To be done:
Reproduce the data below from the line that contains "Q: innermost point of each instance of the long" up to and including the line that contains "(600, 1132)", keeping the request line as it is. Multiply every pixel coordinate in the answers by 0.95 and round each result to a whole number, with halves rounded up.

Given information:
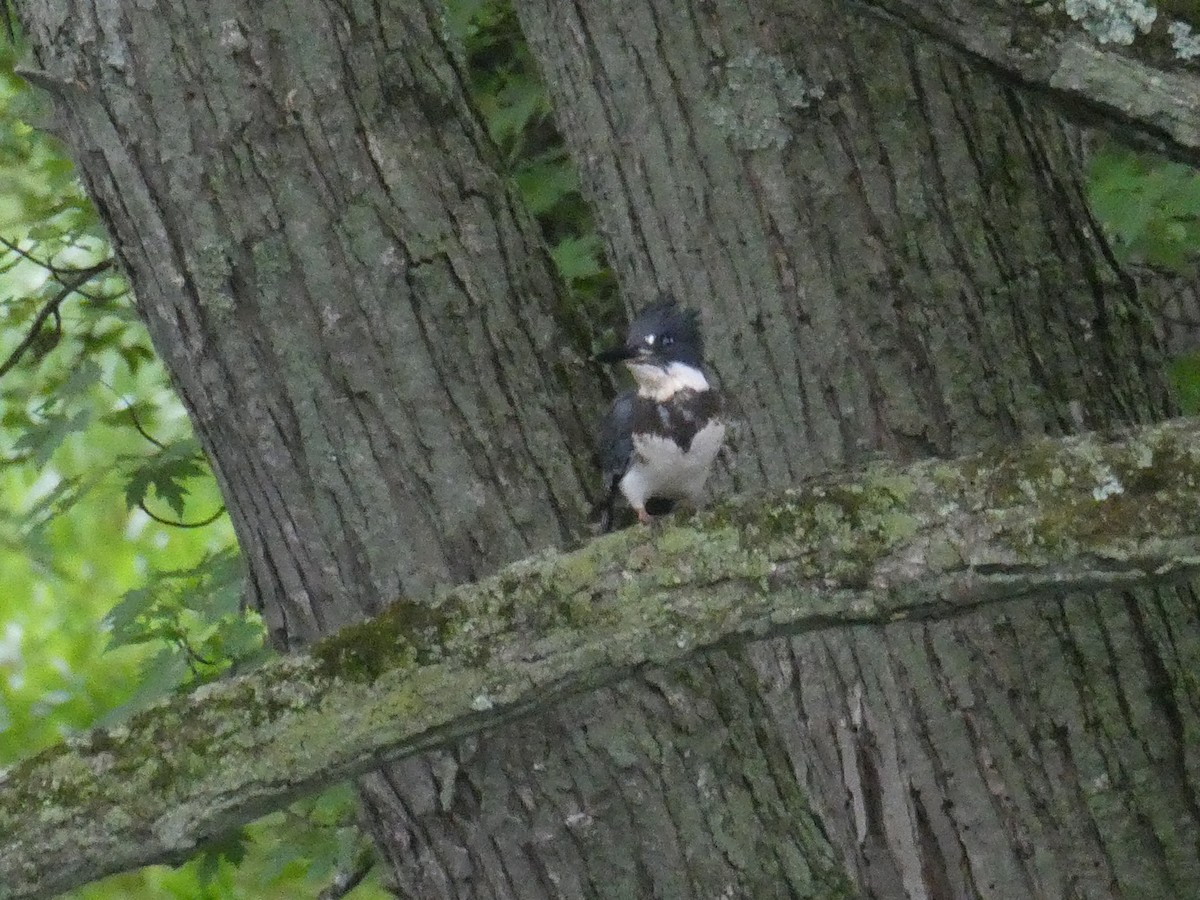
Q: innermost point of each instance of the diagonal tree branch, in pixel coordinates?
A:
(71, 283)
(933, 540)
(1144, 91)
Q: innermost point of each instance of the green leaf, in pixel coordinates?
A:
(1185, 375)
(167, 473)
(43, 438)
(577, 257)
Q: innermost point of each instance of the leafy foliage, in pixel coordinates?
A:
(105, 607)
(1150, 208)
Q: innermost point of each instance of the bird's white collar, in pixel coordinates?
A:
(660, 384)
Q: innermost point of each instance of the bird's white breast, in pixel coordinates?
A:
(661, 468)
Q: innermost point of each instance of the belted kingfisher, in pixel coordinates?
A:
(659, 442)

==

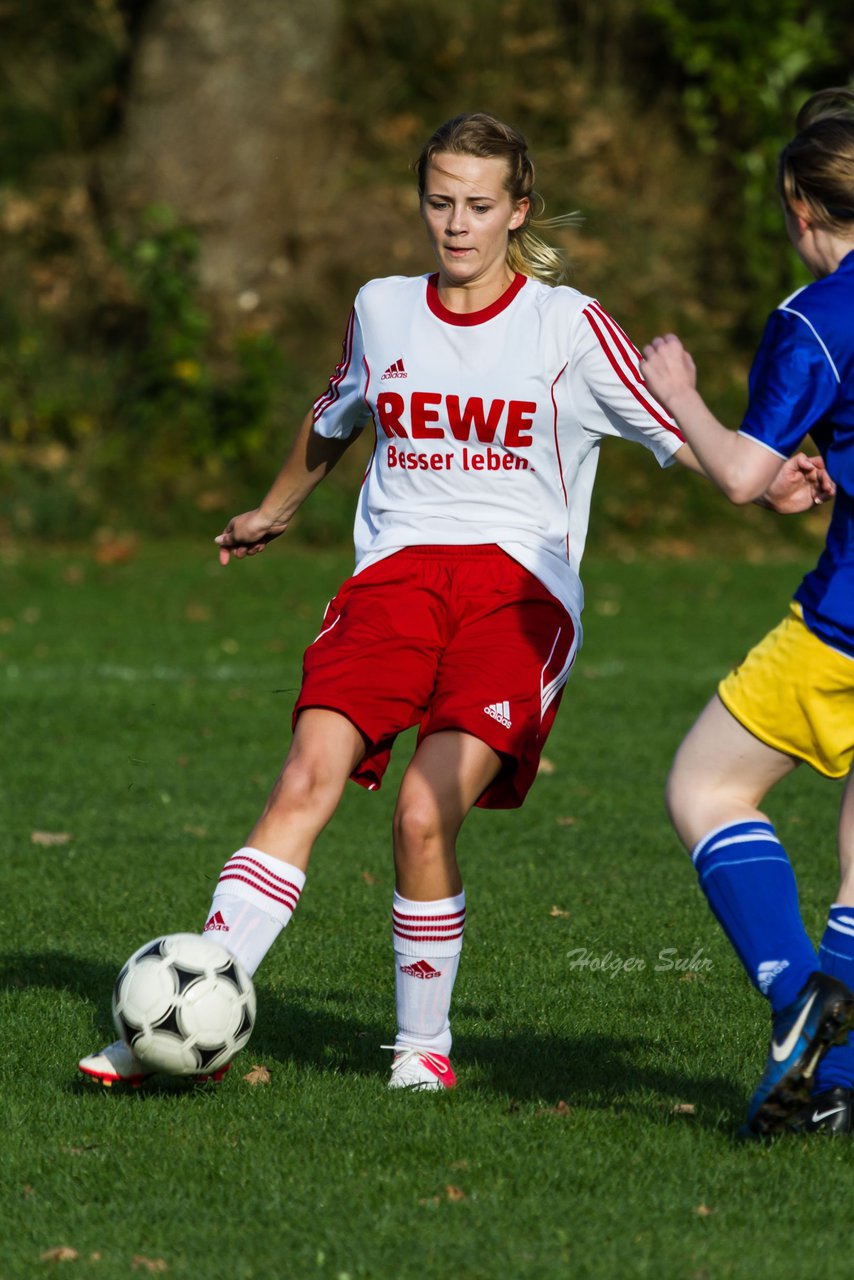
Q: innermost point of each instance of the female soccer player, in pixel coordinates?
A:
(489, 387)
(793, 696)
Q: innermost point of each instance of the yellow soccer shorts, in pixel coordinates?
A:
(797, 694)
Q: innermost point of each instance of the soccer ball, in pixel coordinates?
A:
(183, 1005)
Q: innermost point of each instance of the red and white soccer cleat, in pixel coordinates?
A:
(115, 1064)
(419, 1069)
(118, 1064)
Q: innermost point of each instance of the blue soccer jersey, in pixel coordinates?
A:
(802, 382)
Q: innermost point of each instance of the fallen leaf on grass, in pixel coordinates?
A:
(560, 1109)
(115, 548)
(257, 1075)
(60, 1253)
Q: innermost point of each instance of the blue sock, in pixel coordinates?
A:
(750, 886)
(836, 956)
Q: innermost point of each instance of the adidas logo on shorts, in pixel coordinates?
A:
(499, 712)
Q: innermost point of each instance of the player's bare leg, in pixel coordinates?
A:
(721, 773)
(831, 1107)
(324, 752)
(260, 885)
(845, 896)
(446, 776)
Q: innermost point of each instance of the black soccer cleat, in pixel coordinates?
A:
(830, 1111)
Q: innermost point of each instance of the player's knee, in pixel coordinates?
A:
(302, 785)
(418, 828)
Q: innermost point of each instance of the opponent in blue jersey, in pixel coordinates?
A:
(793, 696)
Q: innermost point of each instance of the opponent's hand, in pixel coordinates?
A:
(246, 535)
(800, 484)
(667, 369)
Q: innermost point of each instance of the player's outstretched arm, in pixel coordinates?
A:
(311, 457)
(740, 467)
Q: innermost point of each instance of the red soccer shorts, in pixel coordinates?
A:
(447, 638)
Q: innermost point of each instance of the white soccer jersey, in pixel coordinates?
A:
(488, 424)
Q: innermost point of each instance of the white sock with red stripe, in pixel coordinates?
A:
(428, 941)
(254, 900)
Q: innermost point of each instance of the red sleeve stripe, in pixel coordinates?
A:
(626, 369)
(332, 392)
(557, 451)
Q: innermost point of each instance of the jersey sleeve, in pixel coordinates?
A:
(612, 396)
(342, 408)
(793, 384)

--

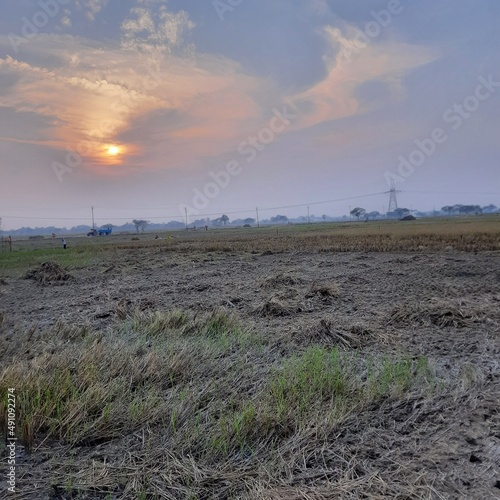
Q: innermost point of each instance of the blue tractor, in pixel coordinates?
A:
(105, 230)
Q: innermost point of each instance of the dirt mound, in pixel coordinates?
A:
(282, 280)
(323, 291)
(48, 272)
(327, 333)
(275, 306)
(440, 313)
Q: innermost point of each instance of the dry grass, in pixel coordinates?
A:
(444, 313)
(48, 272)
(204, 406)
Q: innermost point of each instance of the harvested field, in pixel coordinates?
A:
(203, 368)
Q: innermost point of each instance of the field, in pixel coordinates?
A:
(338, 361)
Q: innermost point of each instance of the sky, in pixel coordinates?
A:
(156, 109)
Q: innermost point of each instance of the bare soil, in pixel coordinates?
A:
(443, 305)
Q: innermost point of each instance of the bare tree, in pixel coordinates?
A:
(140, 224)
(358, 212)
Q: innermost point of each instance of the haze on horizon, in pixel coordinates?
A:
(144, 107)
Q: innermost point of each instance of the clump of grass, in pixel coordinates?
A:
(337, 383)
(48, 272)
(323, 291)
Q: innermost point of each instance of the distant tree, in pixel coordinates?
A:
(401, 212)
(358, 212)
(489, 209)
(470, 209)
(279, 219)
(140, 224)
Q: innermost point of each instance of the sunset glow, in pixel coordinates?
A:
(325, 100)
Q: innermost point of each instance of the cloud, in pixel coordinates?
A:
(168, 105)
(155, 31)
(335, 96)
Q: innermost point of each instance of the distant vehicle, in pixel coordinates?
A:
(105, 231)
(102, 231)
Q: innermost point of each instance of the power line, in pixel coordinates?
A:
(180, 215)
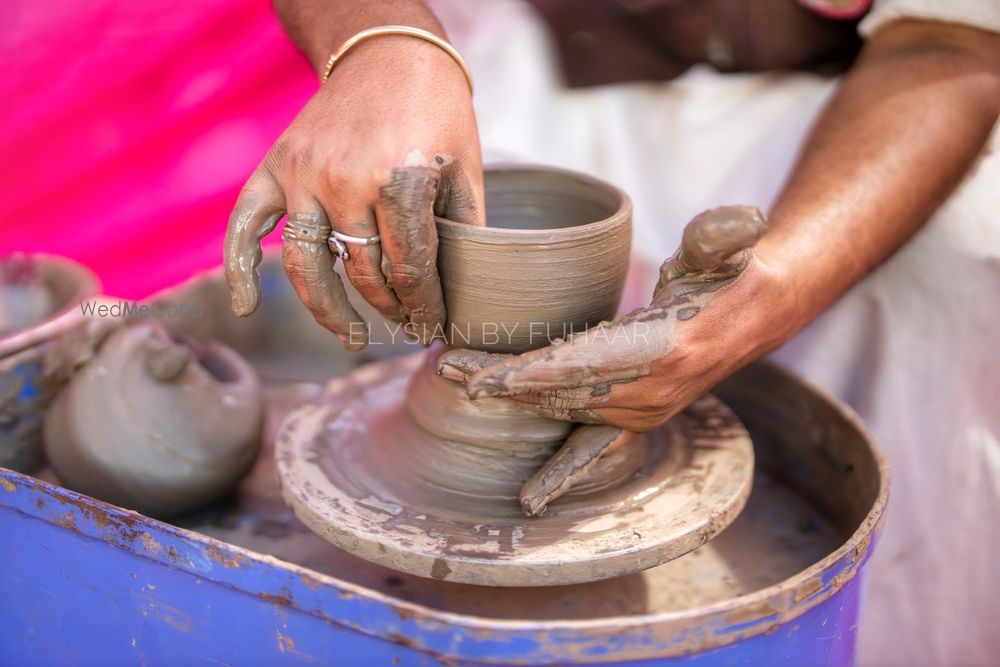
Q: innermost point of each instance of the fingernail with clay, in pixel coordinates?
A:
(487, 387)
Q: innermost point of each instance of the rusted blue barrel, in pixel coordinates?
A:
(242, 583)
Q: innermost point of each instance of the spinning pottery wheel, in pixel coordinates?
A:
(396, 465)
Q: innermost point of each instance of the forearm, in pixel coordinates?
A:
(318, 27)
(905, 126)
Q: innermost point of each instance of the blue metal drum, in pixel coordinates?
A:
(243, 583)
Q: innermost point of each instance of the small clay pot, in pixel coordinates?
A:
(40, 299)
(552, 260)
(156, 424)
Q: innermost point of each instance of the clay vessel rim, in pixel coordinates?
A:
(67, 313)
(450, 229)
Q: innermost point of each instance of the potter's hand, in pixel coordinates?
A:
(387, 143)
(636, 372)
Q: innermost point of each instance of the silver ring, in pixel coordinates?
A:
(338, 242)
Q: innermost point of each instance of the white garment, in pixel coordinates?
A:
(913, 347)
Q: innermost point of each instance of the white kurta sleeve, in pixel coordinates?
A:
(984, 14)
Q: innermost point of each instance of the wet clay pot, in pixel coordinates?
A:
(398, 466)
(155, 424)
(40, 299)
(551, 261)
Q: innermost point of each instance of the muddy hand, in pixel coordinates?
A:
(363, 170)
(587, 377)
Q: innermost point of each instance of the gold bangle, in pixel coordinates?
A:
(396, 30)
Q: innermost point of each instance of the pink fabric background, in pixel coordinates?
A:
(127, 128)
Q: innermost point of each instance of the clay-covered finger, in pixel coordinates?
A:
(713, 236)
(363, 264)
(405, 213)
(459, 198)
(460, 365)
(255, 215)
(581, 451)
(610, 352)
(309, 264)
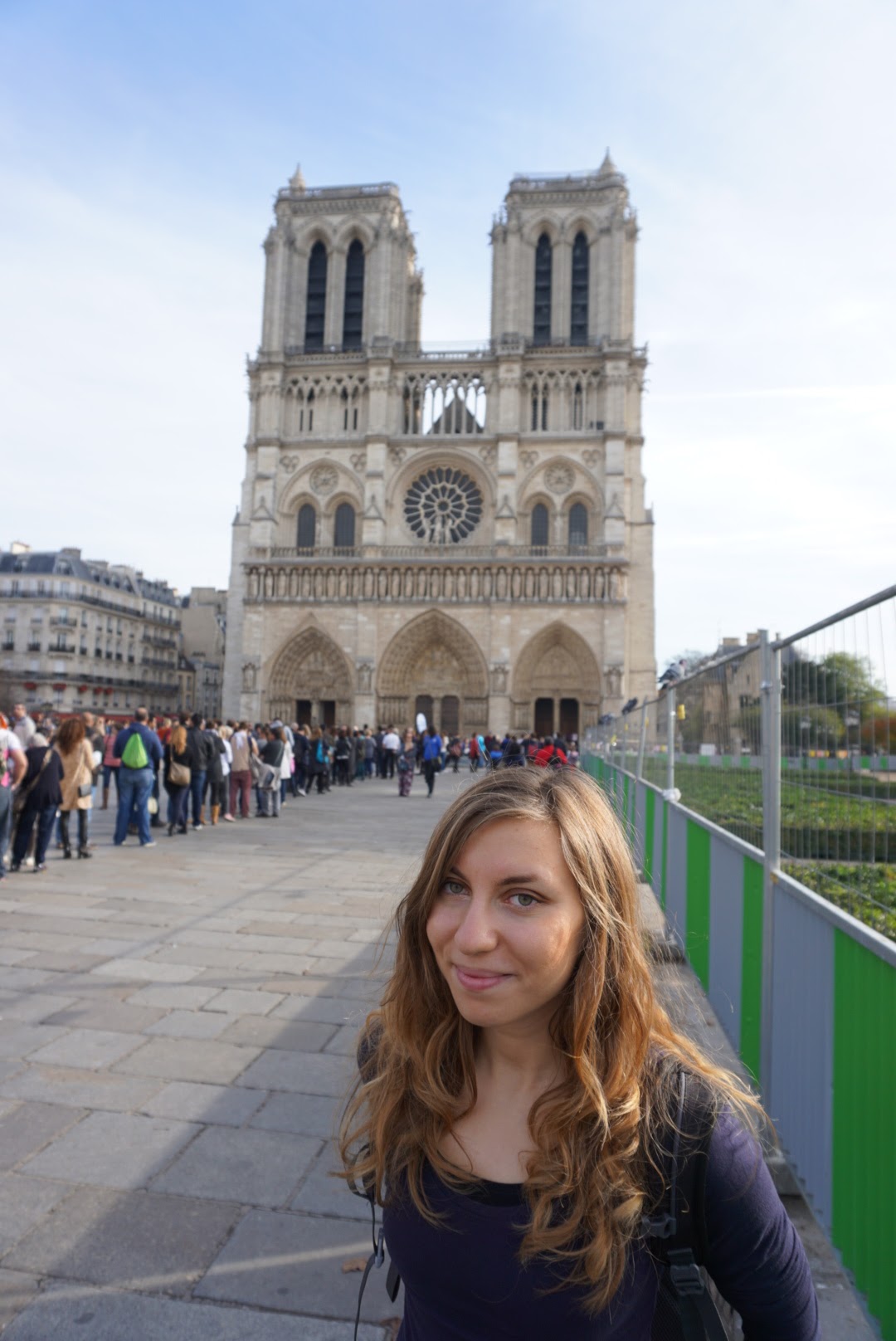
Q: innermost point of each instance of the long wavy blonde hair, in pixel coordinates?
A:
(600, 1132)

Answer in full:
Q: innermost point of each instance of the long wavy blonde hair, in pixel coordinates?
A:
(570, 1075)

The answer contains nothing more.